ACTIVITY =
When you return the entries, keep every word and mark exactly as it is.

SOURCE MATERIAL =

BEGIN

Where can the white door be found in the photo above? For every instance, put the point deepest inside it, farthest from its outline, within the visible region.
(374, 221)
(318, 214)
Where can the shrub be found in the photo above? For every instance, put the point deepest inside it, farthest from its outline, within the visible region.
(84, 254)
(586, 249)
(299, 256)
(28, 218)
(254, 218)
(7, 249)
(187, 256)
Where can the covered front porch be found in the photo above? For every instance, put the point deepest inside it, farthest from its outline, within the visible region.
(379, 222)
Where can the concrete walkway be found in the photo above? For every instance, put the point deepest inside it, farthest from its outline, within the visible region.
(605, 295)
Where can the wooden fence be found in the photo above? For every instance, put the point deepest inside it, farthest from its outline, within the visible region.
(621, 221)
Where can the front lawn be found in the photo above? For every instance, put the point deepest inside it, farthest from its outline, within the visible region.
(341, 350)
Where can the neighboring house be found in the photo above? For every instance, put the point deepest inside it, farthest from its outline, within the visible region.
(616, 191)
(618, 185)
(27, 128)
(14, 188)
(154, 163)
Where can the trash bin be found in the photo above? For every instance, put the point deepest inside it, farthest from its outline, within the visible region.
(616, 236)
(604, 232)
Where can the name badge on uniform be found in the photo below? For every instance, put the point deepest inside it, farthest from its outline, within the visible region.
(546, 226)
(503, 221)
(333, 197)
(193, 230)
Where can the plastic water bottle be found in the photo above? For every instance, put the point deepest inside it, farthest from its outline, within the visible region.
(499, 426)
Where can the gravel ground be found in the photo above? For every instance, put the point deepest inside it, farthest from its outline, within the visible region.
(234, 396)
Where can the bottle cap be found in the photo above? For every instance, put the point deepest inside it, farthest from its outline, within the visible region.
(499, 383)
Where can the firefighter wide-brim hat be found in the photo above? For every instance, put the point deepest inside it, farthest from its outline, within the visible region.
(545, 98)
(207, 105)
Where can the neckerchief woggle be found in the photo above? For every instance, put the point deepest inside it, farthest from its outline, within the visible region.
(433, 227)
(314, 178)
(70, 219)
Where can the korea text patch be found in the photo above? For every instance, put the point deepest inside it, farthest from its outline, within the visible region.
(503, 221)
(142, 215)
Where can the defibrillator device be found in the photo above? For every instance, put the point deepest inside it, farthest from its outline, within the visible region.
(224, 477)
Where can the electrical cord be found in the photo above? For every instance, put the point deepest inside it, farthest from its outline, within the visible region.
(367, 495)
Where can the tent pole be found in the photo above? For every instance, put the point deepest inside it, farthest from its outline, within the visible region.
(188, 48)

END

SOLVED EXERCISE =
Where can the white door be found in the photo above? For every instance, put the point deepest inside it, farthest from its outline, within the visible region.
(374, 221)
(318, 214)
Where can the shrub be found in the photo above? For every instance, put the point deepest inside it, farthest from its outline, within the visible region.
(84, 254)
(586, 249)
(299, 256)
(28, 218)
(254, 218)
(7, 249)
(187, 256)
Where can the covered front porch be found in the photo above? For every instance, put the point deepest inside it, farthest from its outline, within the visible region.
(379, 222)
Where can the concrete walkway be found in the photo above? For every instance, put the point deepest inside it, farthest from its outline, within the visible region.
(605, 295)
Where can the wooden fence be found in the photo above? For every instance, put the point deepest inside it, farthest from its outline, within the visible region.
(621, 221)
Where can the front lawn be found in the photo above? For every instance, put the point deepest inside it, farthest from its outline, within the visible region.
(341, 350)
Where can the neighboring house be found in the photo above? For every instance, put the point deepest inside it, farthest from its outline, within the visible region.
(616, 191)
(618, 185)
(27, 128)
(14, 188)
(154, 163)
Where can the trash bin be found in the photo above? For every instance, put the point deepest inside it, farthest from its outline, within the visible region.
(616, 236)
(604, 232)
Where can the name badge on uniform be found in the photo below? For every instance, put the point deepest inside it, farthest from its outline, within the visible region.
(546, 226)
(503, 221)
(333, 197)
(193, 230)
Where can the plastic water bottle be found in the photo above? For every instance, put the point deepest inside it, farthest from its outline, within the visible region.
(499, 426)
Where can the gravel ground be found in the photo above? For every instance, put the point deepest inside it, farthest from its outline, within the visible region.
(234, 396)
Where can the bottle cap be found in the photo above? For every instance, put the point deepest inside it, farthest from its outline, within the visible region.
(499, 383)
Where can the firefighter wide-brim hat be found in the photo above? For every instance, put the point deepest inside it, farthest from its outline, within the visible region.
(545, 98)
(207, 105)
Where can the neckerchief woggle be found in the photo above? For every instance, put the point deepest inside it, farthest from its outline, within the visible region.
(433, 227)
(314, 178)
(70, 219)
Where can the korea text patch be found in the photo above? For every instance, put the point deepest inside it, farthest from its outline, within the visible region.
(503, 221)
(142, 215)
Where can the defibrillator device be found in the photo above? For every instance, put the point deepest inside it, farthest from its outline, within the visible region.
(224, 477)
Where can the electrical cord be found in the photo above? For every instance, put the point deepest inside it, farthest from its outline, within the visible region.
(367, 495)
Where can the tent pole be found in the photo above? For every instance, put the point deepest inside it, farthest from its outline, within the visible region.
(188, 48)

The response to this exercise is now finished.